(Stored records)
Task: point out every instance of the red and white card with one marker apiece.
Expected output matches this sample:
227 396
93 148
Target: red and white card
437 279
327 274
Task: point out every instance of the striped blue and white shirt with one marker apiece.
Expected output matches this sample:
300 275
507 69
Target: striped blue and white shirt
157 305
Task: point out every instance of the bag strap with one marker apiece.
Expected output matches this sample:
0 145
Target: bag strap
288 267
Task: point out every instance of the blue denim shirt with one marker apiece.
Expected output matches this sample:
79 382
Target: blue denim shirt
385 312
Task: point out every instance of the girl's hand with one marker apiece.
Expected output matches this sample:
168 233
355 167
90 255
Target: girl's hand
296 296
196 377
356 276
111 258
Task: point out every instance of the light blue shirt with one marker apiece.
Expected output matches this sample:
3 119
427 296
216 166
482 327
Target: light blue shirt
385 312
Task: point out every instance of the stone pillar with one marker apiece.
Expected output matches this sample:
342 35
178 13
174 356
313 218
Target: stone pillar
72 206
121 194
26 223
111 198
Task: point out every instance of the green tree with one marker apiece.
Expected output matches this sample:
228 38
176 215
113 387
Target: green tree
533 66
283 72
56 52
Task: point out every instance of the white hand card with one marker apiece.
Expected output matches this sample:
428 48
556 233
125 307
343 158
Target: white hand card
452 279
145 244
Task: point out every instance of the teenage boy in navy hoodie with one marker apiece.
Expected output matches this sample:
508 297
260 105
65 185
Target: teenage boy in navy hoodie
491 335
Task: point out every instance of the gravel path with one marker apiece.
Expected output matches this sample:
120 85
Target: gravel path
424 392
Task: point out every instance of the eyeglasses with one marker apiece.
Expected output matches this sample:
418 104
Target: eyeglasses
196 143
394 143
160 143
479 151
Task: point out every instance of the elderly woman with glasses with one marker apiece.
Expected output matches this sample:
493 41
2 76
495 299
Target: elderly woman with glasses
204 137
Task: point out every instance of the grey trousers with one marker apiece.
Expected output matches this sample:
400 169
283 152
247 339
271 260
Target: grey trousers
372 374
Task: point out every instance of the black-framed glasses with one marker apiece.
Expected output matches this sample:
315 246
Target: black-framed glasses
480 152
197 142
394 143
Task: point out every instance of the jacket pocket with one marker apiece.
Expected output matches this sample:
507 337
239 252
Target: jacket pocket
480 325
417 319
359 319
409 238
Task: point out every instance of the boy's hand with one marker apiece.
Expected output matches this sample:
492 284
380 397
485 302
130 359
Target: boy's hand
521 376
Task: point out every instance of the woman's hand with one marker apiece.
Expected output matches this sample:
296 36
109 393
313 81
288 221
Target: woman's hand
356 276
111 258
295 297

▶ **WHAT THE EXERCISE ASKS**: Every record above is to be copied out again exactly as written.

▶ **RESULT**:
Task: point out every instance of the red and white card with one marker apiece.
Expected output matches this sample:
227 396
93 148
Target: red and white card
437 279
327 274
Task: point out every instance of the striped blue and white shirt with one marker apiece.
Expected output matches this sample:
300 275
507 69
Target: striped blue and white shirt
157 305
Task: point out every instance of the bag strap with one marker apiece.
Expected output matches this sample:
0 145
Target: bag strap
288 267
Task: point out every instance of the blue denim shirt with one marker apiece.
Expected output matches this sample:
79 382
Target: blue denim shirt
385 312
Task: point out every instance of the girl's hand with one marker apiece.
Expected output matches this sample:
168 233
355 167
90 255
Target: girl's hand
296 296
196 377
356 276
111 258
Task: point out every instance of the light blue shirt with one marker apiece.
Expected output matches this sample:
3 119
427 296
216 166
482 327
Target: light blue shirt
385 312
Task: point out every instance of the stone pillar with one marker apiece.
Expected output matches this sample:
342 35
178 13
174 356
313 218
Target: stone pillar
72 206
121 194
26 223
111 198
Task: point out every instance of the green tree with one marker apiece.
Expected output matches this sample:
228 38
176 215
113 387
Target: green tree
533 66
283 72
56 52
Task: point out every instance of the white hand card with one marker apiece.
Expected output matches this sample:
428 48
556 233
125 307
343 158
Target: white hand card
452 279
145 244
Task: point out every instance of the teenage boy in navy hoodie with one marker apiece.
Expected output matches this sample:
508 297
260 105
65 185
Target: teenage boy in navy hoodie
491 335
Task: point out every instance of the gravel path with one marker apiece.
Expected output matches this sample:
120 85
Target: gravel path
424 392
Task: point out every instance of the eyeglasses with one marker apiece.
Expected output matches this sample:
418 104
Target: eyeglasses
196 143
394 143
160 143
479 151
Task: point out every instance of the elderly woman with glasses with one marker apiece.
Expected output matches this sample:
493 41
2 76
495 299
Target: elderly woman with glasses
204 137
Task: point out every instance of the grey trousers with one marker apiece.
Expected output matches this sample:
400 169
283 152
247 339
271 260
Target: grey trousers
372 374
Task: point out every instance of the black-framed glasses with one marker apiece.
Expected output matches this sample:
315 246
Target: black-framed glasses
480 152
197 142
394 143
Task: point out every instance of the jacket pocket with one marker apiece.
Expected output matches this sample:
507 337
239 252
Target: jacket pocket
480 325
417 319
359 319
409 238
Task: point out every instance of the boy's hand with one marker apiece.
Expected output matches this sample:
492 284
380 397
485 302
130 359
Target: boy's hand
521 376
Task: point out every instance of the woman's hand with one marker apiece.
Expected output matches this sample:
296 36
109 393
313 81
288 221
Target: woman's hand
356 276
111 258
295 297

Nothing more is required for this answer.